What’s up this week at Oklahoma Policy Institute? The Weekly Wonk shares our most recent publications and other resources to help you stay informed about Oklahoma. Numbers of the Day and Policy Notes are from our daily news briefing, In The Know. Click here to subscribe to In The Know.
This week’s edition of The Weekly Wonk was published with contributions from Communications Intern Lilly Strom.
This Week from OK Policy
KIDSCOUNT 2021: Smart policy decisions can help improve Oklahoma’s dismal child well-being outcomes: Oklahoma children need housing, food, health care, educational opportunities, and stable, nurturing environments to succeed. These essentials, however, are out of reach for many Oklahomans as the result of poverty, structural racism, and other barriers. Oklahoma’s disparities for child well-being were evidenced by Oklahoma’s low overall rank (42nd) in the 2021 KIDS COUNT Data Book, released on Monday. [Gabrielle Jacobi / OK Policy] | [News Release]
- Policy Matters: Investments needed to improve Oklahoma child well-being: For a state that prides itself as family-focused, Oklahoma’s child well-being outcomes sure don’t back that claim. Oklahoma children, on balance, are doing far worse than their national peers in nearly every wellness category. In fact, a new report this week showed Oklahoma remains entrenched in the bottom 10 nationally for our children’s health and well-being. [Ahniwake Rose / Policy Matters]
Five years later: Voters still waiting for SQ 781’s investments in mental health, substance use disorders: SQ 780 and its companion measure, SQ 781, were designed in the justice reinvestment mold: reduce spending on prisons, and invest those savings into treatment services for things like substance abuse and mental illness. SQ 780 helped to accomplish the first goal, but the 2021 legislative session marked the third budget without a corresponding investment that voters demanded. Though the Legislature has again failed to fund the treatments that SQ 781 statutorily required, we know that justice reform has measurably reduced the prison population and that mental health remains severely underfunded. There’s no getting around the fact that sustainable progress in public safety will require a much greater investment in substance abuse and mental health services than lawmakers have shown an appetite for so far. [Ryan Gentzler / OK Policy]
Reducing Oklahoma’s excessive reliance on incarceration (Capitol Update): Underfunding its corrections system brought prison riots and landed Oklahoma in federal court in the 1970s. The same could happen again. In a press release last Friday, Rep. Humphrey said an officer shortage leaves prison staff and the inmates themselves unsafe. [Steve Lewis / Capitol Update]
OK Policy to host June 30 event to celebrate Medicaid expansion, provide resources for Oklahomans: Thanks to voter-approved Medicaid expansion, more than 100,000 Oklahomans will finally have health care coverage starting on July 1. To celebrate this historic milestone, Oklahoma Policy Institute is hosting a June 30 event to reflect on the journey to this point and how it will positively impact our state moving forward. [Miguel Rios / OK Policy]
OK Policy expands policy, data work through new hires, realignment: The Oklahoma Policy Institute has hired four new staff members to expand its work in child well-being, health care and revenue, and data analysis, as well as elevated two staff members to take new organizational roles, including helping manage policy initiatives for a new criminal justice collaborative. [OK Policy]
Weekly What’s That
Quick Action Closing Fund
The Quick Action Closing Fund was created by HB 1953 in 2011. It is intended as a source of funds available to the Governor to attract high-impact businesses when incentive payments are expected to be the deciding factor in a business’s location decision.
━━━━━━━━━━━━━━━━━━━━
* [COMPLETE THE FOLLOWING]
1. Rewrite the Weekly Wonk newsletter between "What’s up this" and "to In The Know.", inclusive, putting "reports" wherever "publications" appears.
2. Pick up the Weekly Wonk newsletter after its final sentence and keep writing.
The entries that follow are not needed for any of the work here.

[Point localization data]
━━━━━━━━━━━━━━━━━━━━
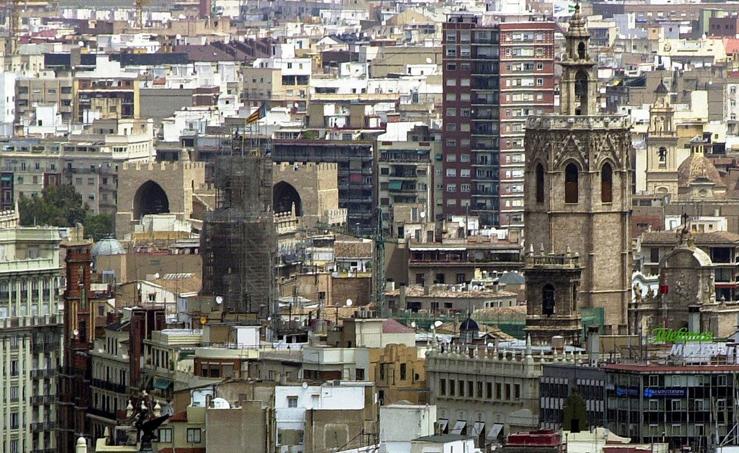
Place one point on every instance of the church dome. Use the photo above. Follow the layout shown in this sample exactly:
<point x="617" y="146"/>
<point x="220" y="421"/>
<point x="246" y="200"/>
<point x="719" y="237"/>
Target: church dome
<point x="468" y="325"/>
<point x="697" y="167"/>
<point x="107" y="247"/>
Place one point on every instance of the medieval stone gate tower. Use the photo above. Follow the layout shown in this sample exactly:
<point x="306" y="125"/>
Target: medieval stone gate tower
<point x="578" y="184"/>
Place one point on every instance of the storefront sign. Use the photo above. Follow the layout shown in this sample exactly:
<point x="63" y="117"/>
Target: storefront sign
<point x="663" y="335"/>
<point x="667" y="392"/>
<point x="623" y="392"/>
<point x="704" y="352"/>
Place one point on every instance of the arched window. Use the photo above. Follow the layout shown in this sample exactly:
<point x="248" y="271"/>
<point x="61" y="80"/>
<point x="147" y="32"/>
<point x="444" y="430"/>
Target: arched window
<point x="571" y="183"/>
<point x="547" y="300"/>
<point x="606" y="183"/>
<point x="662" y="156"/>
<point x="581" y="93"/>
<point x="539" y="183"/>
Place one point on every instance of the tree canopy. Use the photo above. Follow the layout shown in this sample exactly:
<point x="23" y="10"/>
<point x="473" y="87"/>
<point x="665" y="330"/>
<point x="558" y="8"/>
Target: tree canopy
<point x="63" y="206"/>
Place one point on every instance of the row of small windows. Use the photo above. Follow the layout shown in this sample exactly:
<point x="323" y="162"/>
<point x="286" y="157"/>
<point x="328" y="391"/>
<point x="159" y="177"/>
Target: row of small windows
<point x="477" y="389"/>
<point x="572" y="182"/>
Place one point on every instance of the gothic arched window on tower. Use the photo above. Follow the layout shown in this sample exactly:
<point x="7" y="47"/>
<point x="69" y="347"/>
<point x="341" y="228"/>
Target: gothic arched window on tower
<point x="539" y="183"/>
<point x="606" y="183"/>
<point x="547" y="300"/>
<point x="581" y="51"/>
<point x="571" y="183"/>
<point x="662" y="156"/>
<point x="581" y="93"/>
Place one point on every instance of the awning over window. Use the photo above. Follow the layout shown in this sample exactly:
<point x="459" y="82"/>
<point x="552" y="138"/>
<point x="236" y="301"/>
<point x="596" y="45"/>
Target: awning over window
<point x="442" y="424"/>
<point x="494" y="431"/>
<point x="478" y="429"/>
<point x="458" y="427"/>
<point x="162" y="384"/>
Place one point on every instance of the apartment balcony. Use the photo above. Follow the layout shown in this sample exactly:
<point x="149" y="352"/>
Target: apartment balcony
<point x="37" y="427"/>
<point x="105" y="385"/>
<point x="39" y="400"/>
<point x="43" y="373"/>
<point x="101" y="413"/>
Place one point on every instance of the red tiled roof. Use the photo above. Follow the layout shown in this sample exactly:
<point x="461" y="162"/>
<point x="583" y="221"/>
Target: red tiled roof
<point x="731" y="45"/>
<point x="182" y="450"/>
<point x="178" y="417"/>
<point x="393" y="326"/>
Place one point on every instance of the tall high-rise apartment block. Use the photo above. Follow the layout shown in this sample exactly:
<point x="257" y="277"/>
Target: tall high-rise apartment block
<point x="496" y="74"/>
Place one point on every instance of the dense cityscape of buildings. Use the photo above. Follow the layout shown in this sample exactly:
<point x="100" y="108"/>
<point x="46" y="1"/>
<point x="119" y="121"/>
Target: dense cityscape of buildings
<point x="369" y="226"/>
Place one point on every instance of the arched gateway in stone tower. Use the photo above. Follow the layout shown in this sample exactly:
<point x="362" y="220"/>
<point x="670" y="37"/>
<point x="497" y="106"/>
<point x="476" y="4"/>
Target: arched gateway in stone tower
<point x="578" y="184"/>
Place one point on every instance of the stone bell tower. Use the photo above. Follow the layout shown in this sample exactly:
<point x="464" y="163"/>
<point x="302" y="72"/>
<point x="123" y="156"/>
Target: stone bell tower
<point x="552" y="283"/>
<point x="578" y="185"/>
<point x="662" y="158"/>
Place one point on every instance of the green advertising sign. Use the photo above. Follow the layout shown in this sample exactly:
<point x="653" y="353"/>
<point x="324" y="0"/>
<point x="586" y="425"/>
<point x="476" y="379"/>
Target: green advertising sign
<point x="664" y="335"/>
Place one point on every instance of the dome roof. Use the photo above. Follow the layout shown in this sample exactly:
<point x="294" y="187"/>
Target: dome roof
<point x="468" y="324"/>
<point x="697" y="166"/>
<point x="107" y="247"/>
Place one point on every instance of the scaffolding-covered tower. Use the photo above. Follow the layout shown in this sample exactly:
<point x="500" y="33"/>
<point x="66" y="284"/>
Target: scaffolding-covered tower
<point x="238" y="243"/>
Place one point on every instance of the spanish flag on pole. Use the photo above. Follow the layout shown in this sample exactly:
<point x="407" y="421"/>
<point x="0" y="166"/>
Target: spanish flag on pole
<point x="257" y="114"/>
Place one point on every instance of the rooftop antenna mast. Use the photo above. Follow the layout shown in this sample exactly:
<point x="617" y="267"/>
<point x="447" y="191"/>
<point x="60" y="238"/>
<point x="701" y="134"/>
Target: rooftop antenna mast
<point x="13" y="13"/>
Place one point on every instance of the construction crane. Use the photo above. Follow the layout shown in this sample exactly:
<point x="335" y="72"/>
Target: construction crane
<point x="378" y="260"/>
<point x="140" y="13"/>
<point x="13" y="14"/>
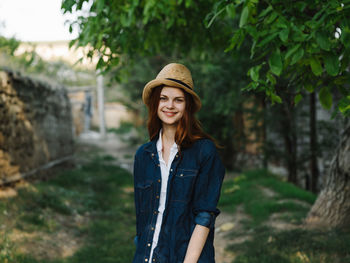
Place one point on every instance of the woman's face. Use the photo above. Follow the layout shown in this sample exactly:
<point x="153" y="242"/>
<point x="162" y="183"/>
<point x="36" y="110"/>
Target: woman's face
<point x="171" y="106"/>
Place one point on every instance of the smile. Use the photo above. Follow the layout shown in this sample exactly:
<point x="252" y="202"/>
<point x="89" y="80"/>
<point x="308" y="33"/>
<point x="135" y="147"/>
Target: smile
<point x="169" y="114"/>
━━━━━━━━━━━━━━━━━━━━
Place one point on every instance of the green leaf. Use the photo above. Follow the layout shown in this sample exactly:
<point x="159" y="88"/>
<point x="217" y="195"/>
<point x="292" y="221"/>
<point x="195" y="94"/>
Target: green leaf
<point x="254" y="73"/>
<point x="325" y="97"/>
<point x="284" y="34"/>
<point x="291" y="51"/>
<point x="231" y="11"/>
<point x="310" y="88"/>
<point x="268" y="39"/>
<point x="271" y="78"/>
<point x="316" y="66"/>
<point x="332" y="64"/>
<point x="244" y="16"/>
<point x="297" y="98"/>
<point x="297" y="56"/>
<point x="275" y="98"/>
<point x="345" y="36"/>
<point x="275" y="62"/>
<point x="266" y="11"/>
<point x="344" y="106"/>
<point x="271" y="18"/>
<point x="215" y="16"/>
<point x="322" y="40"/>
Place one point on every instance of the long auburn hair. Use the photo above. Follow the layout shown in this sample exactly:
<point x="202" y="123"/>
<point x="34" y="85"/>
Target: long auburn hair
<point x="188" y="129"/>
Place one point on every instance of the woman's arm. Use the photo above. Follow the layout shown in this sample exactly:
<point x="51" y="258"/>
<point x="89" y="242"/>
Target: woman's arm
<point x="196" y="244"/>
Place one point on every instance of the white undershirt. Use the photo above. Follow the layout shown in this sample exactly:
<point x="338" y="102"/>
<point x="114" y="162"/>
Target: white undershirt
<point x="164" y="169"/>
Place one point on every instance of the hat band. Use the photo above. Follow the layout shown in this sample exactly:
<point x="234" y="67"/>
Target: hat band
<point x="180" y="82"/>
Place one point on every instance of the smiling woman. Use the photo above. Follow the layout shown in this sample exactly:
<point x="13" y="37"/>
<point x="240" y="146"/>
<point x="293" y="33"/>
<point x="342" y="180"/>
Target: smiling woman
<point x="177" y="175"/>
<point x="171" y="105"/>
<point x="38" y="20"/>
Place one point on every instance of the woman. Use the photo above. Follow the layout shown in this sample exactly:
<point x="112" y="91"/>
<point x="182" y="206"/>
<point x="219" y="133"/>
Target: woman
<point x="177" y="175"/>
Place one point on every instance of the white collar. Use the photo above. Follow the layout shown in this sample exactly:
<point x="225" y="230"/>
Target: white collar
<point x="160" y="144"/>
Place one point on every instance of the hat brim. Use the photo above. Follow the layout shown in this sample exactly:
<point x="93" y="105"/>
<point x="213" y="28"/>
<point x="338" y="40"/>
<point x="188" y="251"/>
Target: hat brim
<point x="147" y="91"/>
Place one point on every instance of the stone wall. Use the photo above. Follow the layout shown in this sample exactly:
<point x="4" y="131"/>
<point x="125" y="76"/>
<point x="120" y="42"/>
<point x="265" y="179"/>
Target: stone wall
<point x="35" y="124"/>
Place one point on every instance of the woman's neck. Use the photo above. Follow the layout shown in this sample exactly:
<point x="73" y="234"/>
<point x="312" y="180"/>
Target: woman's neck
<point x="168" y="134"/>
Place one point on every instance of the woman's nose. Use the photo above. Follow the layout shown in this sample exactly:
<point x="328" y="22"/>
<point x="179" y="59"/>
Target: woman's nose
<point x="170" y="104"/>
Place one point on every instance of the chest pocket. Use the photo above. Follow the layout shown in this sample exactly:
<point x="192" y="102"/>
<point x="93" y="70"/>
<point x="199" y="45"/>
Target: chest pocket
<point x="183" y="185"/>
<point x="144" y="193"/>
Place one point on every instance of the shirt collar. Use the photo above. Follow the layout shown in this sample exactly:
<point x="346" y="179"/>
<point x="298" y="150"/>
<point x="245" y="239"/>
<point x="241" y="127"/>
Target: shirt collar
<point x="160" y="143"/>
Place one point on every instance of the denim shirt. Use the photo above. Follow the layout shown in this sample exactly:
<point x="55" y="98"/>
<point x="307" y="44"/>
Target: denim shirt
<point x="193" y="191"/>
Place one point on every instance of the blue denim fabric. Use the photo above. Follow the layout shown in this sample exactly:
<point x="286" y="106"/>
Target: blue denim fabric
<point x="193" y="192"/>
━━━━━━━━━━━━━━━━━━━━
* [OUTPUTS BY TASK]
1.
What’s up this week at Oklahoma Policy Institute? The Weekly Wonk shares our most recent reports and other resources to help you stay informed about Oklahoma. Numbers of the Day and Policy Notes are from our daily news briefing, In The Know. Click here to subscribe to In The Know.

2.
The Governor may recommend payments from the Quick Action Fund based on an economic benefits analysis conducted by the Department of Commerce. Under 2019 legislation, any new jobs created by a qualified establishment must have an annualized average wage greater than the average county wage where the new jobs are being created
As of 2019, the Fund has been approved to provide a total of $14 million in payments to seven companies, in amounts ranging from $200,000 to $3 million. The biggest recipients have been General Electric, Commercial Metals Company, Boeing, and Macy’s. The Fund received appropriations of $4 million for FY 2019 and $19 million for FY 2020. Governor Stitt called for an additional $20 million appropriation to the Fund in his FY 2022 budget.
Look up more key terms to understand Oklahoma politics and government here.
Quote of the Week
“I think if the taxpayers are giving tax incentives, the taxpayer has the right to know what those incentives are, and how long they’re going to last.”
-State Sen. Roger Thompson, R-Okemah, the Senate’s budget chair, speaking about a reported $300 million incentive package offered to a company to open an electric vehicle manufacturing plant in Pryor. Thompson, other lawmakers, and open records advocates have raised concerns that the Governor’s office and the Department of Commerce are withholding a list of the incentives. [CNHI via Stillwater News Press]
Editorial of the Week
Transparency requires more than lip service
The public has a right to know how much taxpayer money is being used to lure electric vehicle startup Canoo to Oklahoma.
We have a right to know what clawbacks and contingencies are in place if Canoo cannot deliver on the job placement and production it pledged in order to get the incentives.
According to reporting from Reuters, Canoo’s incentives value somewhere in the $300 million range, though it has been unconfirmed by the state. CNHI reporter Janelle Stecklein filed an open records request, which was quickly denied.
That isn’t transparency, which is odd because Gov. Kevin Stitt has, at least rhetorically, made financial accountability a tenet of his administration.
Stitt once said that Oklahomans want three things: “Accountability, transparency and they want results.”
At that point, he was talking about legislation in 2019 to give him more power in hiring and firing agency heads, and placing people on state agency boards.
Stitt also launched the Oklahoma Checkbook site in 2019 to offer an online snapshot of state finances.
A few years prior, Stitt promoted a line item budget during his campaign because, “it is hard for the Legislature or the public to see how the money will be used.”
Promises of open government, to excuses to why information belongs to a privileged few.
In denying the open records request, the Dept. of Commerce cited the kind of confidentiality allowances cities often use when trying to recruit businesses. The big difference, those are often just proposals.
Stitt then went from saying legislature should change the law to make the disclosure public to saying publicity would hurt Oklahoma’s competitive advantage.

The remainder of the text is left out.